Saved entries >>

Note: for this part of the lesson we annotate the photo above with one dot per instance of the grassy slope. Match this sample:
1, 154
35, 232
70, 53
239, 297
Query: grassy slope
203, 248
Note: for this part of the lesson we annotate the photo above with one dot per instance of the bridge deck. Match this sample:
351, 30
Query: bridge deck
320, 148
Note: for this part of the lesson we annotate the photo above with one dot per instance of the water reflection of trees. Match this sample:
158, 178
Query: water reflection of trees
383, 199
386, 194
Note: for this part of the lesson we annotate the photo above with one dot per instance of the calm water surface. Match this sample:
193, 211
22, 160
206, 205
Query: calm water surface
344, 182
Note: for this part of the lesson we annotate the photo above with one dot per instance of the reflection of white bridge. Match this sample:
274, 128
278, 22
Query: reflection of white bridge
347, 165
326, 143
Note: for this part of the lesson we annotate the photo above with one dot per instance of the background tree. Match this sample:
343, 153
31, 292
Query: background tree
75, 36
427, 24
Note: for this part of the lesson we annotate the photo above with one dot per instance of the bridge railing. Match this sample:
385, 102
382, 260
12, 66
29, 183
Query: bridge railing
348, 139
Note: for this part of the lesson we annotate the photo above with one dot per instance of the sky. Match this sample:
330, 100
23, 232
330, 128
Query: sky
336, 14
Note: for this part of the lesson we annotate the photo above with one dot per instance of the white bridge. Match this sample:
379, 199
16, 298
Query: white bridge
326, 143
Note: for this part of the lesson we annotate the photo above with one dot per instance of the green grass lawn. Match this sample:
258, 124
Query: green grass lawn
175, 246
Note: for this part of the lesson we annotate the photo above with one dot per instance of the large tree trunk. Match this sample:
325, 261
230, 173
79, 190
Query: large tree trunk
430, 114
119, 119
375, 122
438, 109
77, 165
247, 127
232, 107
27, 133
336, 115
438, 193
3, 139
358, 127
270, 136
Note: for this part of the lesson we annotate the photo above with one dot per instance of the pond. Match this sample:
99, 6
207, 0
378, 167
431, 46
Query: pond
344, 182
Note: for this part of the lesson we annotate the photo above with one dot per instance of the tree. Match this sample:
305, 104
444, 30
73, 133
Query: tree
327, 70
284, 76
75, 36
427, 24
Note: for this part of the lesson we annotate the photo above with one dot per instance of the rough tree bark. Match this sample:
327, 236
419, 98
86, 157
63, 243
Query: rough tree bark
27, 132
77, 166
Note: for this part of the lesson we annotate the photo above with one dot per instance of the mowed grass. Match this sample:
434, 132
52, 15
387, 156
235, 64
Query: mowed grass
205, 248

Exercise goal >>
The records given above are to be repeated in full, exactly.

Response below >>
Note: for this part of the lesson we annotate the photo above with one dot per instance of the grassy slope. Match this sample:
1, 154
35, 232
70, 53
239, 297
Query: grassy slope
203, 248
Note: for this part of the lesson we annotate the photo above with one dot per instance of the bridge deck. Match this sample:
351, 30
Query: bridge deck
320, 148
Note: for this part of the lesson we annotate the photo above with one dot per instance of the water reflection of trees. Match this sample:
158, 178
Query: water reflection of trees
383, 199
386, 194
Note: for this part of the lesson we annotate the photo above with one dot per instance of the calm water surface. Match this sample:
193, 211
22, 160
206, 205
Query: calm water surface
344, 182
Note: for this part of the lesson we annotate the photo above with one dot per instance of the reflection of white bridge. Match this sample:
274, 128
278, 22
Query: reflection of white bridge
347, 165
326, 143
Note: for this part of the lesson we annotate the photo above with one dot per instance of the background tree. Match this sample:
343, 153
31, 292
Query: background tree
75, 36
427, 24
Note: for this part of the lesson we annotate the photo above with one dot per instance of the bridge railing. Match this sample:
385, 102
382, 260
12, 66
29, 183
Query: bridge railing
348, 139
Note: for this part of the lesson we annotate the photo above with one dot per instance of the sky. Match this sample:
330, 100
23, 232
330, 128
Query: sky
336, 14
Note: for this part of the lesson we annotate the photo above with one dot per instance of the white bridge. Match this sample:
379, 199
16, 298
Query: white bridge
326, 143
Note: for this part of the lesson we annotate the photo above with one dot per instance of the green grass lawn. Match this sample:
258, 124
Query: green grass lawn
175, 246
Note: for this part of the lesson we annotate the photo above with one dot per instance of the large tree trunk. Match this sample:
325, 261
230, 173
79, 190
Query: large tree trunk
430, 114
119, 119
375, 122
438, 109
77, 165
247, 127
232, 107
27, 133
336, 115
438, 193
3, 139
358, 127
270, 136
Note: for this part of the lesson we annotate the photo above with one dot per instance of the pond. Match this sample:
99, 6
207, 0
378, 167
431, 46
Query: pond
344, 182
Note: for this part of the lesson we annotate the photo above with one dot per instance of the tree. Match this sample:
305, 104
444, 30
73, 133
Query: tree
327, 70
284, 76
75, 36
427, 24
Note: for this part of the lesson we annotate the photo above with one dot per instance of the rough tree bark. Match this sample:
327, 236
419, 98
86, 157
63, 243
Query: rough tree bark
27, 132
77, 166
Note: for this part of the lesson we annotate the photo above with one dot per instance of the mowed grass. Match this sample:
434, 132
52, 15
387, 156
235, 64
Query: mowed grass
205, 248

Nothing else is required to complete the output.